▸ What you need to do
a - Reproduce the passage on LSTM forecasting between "The parameters were" and "considered a forecast.", inclusive.
b - Sum up the passage on LSTM forecasting in three sentences.
c - Answer these questions from the passage on LSTM forecasting, one per line:
(i) What value was set for time_steps?
(ii) Which optimizer is chosen to minimize the loss function?
(iii) How many seconds of training does the ARIMA model require?

▸ Page extract
※

Next, the values are normalized using the MinMaxScaler function of the scikit-learn package to be in the range [ –1, 1 ]. Given a data set in the form of a shift matrix, the neural network is trained to predict the last column of the matrix based on the previous columns. Then the data is divided into training and test samples, where the test sample consists of values whose number is specified in the forecast_length variable, for example, 50. These are the last rows of the matrix in which the last column must be predicted. The Keras library was used to implement the LSTM neural network model.

The parameters were time_steps = 40, batch_size = 10, epochs = 50, neurons = 20. The parameters mean the following:   time_steps is the length of the time interval by which the next value is predicted. batch_size is the size of the input sequence packet after which the weights are updated. epochs is the number of epochs of the neural network. neurons is the number of elements in the state vector, meaning the number of neurons in the expanded form of LSTM.

The network consists of an LSTM layer that saves the state for each subsequent row from the matrix. The next Dense layer is a neuron that combines 20 values (the output of the LSTM layer) into one, which is considered a forecast.

The mean square error is the loss function, and the Adam optimizer is selected to minimize it. Since the model saves the state from each row, the state must be explicitly reset after each pass through the entire matrix (the end of the epoch). Therefore, the model is trained in a cycle for one epoch. Since the input data form a sequence, we prohibit shuffling samples—matrix rows, by setting the shuffle=False parameter during training.

After training the model, it is used to obtain the last columns of the matrix on the test sample. The prediction is performed in parts with several rows equal to batch_size; then the network is trained with new values. After receiving all the values from the test sample, the inverse transformation is performed from normalized values to the 20th form, and from differentiated to differentiated-undifferentiated. Then the search for anomalies begins—those values that deviate most from the predicted ones. They are determined similarly to the ARIMA model using the moving average of the forecast error. The result of the model is shown in Figure 5. The root-meansquare error on the forecast interval is 4.810.

The LSTM model may demonstrate increasing deviation in forecasts when processing large input data. However, when using a smaller dataset (90 minutes of history for 20 forecasts), both models accurately capture abnormal values in the same areas. Given this observation, the ARIMA model is favoured for its stability and speed, requiring only 10 seconds of training compared to over 60 seconds for the LSTM.

※

▸ Record set
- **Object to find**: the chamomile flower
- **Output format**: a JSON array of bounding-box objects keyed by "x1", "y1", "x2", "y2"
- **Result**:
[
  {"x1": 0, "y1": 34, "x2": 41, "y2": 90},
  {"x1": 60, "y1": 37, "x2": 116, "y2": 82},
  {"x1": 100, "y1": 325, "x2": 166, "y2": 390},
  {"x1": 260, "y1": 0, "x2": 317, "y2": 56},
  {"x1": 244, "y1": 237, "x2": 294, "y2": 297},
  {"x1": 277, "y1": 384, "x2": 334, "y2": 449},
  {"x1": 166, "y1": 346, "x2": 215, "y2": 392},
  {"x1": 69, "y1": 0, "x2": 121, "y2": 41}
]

※

▸ Written responses
a -
The parameters were time_steps = 40, batch_size = 10, epochs = 50, neurons = 20. The parameters mean the following:   time_steps is the length of the time interval by which the next value is predicted. batch_size is the size of the input sequence packet after which the weights are updated. epochs is the number of epochs of the neural network. neurons is the number of elements in the state vector, meaning the number of neurons in the expanded form of LSTM.

The network consists of an LSTM layer that saves the state for each subsequent row from the matrix. The next Dense layer is a neuron that combines 20 values (the output of the LSTM layer) into one, which is considered a forecast.

b - Values are scaled to the range [–1, 1] with MinMaxScaler, and a Keras LSTM network is trained to predict the last column of a shift matrix from the previous columns, with the last rows held out as a test sample. The network has an LSTM layer followed by a Dense layer, uses mean square error as the loss with the Adam optimizer, and is trained in a cycle for one epoch without shuffling so its state can be reset after each pass; anomalies are then found from the moving average of the forecast error, and the root-mean-square error on the forecast interval is 4.810. Because the LSTM may deviate more on large input data while both models catch anomalies in the same areas on a smaller dataset, the ARIMA model is favored for its stability and speed.

c -
(i) 40
(ii) The Adam optimizer
(iii) 10 seconds